══ Excerpted records ══

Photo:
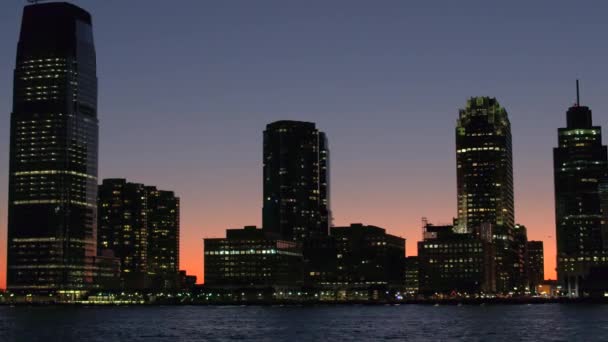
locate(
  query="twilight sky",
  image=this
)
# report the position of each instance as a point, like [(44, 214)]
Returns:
[(187, 87)]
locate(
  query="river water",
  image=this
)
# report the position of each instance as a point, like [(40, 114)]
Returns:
[(546, 322)]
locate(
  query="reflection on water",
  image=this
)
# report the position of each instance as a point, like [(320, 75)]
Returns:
[(549, 322)]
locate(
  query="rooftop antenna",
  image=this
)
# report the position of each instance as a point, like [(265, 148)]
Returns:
[(578, 102)]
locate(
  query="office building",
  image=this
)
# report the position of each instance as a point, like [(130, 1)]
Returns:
[(485, 181), (247, 258), (163, 237), (296, 181), (52, 211), (535, 264), (140, 225), (455, 264), (411, 275), (580, 172), (368, 257)]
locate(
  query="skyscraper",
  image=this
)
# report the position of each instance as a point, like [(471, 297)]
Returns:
[(123, 228), (535, 264), (163, 236), (53, 152), (140, 225), (485, 179), (580, 168), (296, 181)]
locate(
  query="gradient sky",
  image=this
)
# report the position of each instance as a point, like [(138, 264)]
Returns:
[(187, 87)]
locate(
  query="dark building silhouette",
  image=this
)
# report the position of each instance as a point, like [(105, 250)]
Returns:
[(535, 264), (485, 181), (123, 228), (296, 181), (520, 273), (368, 257), (453, 263), (247, 258), (580, 172), (411, 275), (163, 236), (53, 152), (140, 225)]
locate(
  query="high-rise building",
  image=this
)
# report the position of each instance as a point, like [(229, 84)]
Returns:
[(535, 264), (456, 263), (368, 257), (163, 236), (140, 225), (411, 275), (123, 228), (485, 180), (246, 258), (296, 181), (580, 168), (520, 244), (52, 211)]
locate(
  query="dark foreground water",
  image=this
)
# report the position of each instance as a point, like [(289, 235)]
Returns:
[(548, 322)]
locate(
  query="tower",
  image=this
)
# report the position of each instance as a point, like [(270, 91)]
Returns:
[(53, 151), (296, 181), (484, 172), (580, 169)]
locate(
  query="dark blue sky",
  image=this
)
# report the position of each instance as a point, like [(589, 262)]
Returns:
[(186, 88)]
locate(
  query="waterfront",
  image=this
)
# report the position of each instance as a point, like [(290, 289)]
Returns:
[(543, 322)]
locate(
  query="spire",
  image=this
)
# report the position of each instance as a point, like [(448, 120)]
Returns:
[(578, 102)]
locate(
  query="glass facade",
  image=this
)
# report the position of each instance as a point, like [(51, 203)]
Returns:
[(246, 258), (455, 263), (140, 225), (296, 181), (485, 181), (53, 152), (580, 173)]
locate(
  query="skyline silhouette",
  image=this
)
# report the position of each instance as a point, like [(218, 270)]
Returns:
[(183, 103)]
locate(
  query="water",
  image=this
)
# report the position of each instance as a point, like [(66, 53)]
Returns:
[(548, 322)]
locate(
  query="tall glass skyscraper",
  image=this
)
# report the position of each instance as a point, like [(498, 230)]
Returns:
[(53, 152), (485, 180), (580, 168), (296, 181)]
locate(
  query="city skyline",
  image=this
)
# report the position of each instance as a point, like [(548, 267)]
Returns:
[(356, 196)]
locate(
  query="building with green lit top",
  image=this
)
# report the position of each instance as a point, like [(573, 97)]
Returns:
[(484, 162), (580, 172)]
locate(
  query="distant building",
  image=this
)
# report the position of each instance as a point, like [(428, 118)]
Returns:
[(580, 173), (186, 282), (535, 264), (296, 181), (455, 263), (411, 275), (520, 273), (140, 225), (53, 152), (163, 237), (484, 171), (368, 257), (246, 258)]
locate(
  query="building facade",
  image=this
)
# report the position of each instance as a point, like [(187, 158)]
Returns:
[(247, 258), (52, 211), (580, 172), (140, 225), (453, 263), (296, 181), (485, 181), (535, 264), (411, 275), (163, 236), (368, 257)]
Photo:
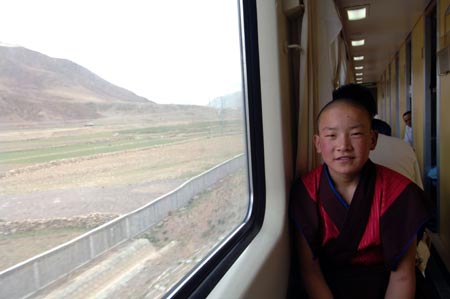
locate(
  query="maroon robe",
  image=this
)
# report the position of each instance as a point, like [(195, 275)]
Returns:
[(359, 244)]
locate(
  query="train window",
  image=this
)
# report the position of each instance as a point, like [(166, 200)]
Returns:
[(125, 131)]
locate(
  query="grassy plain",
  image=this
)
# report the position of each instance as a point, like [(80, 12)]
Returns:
[(109, 168)]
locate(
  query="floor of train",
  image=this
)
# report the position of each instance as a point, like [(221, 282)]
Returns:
[(436, 284)]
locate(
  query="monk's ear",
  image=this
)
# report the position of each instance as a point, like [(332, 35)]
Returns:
[(317, 143), (373, 139)]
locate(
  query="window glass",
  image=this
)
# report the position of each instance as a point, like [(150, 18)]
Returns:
[(123, 143)]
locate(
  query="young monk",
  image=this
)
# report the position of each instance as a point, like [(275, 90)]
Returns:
[(356, 222)]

═══

- What you are asked to do: Scan the data for lines containing "facade" and copy all of them.

- Solution below:
  query="glass facade",
  query="building facade",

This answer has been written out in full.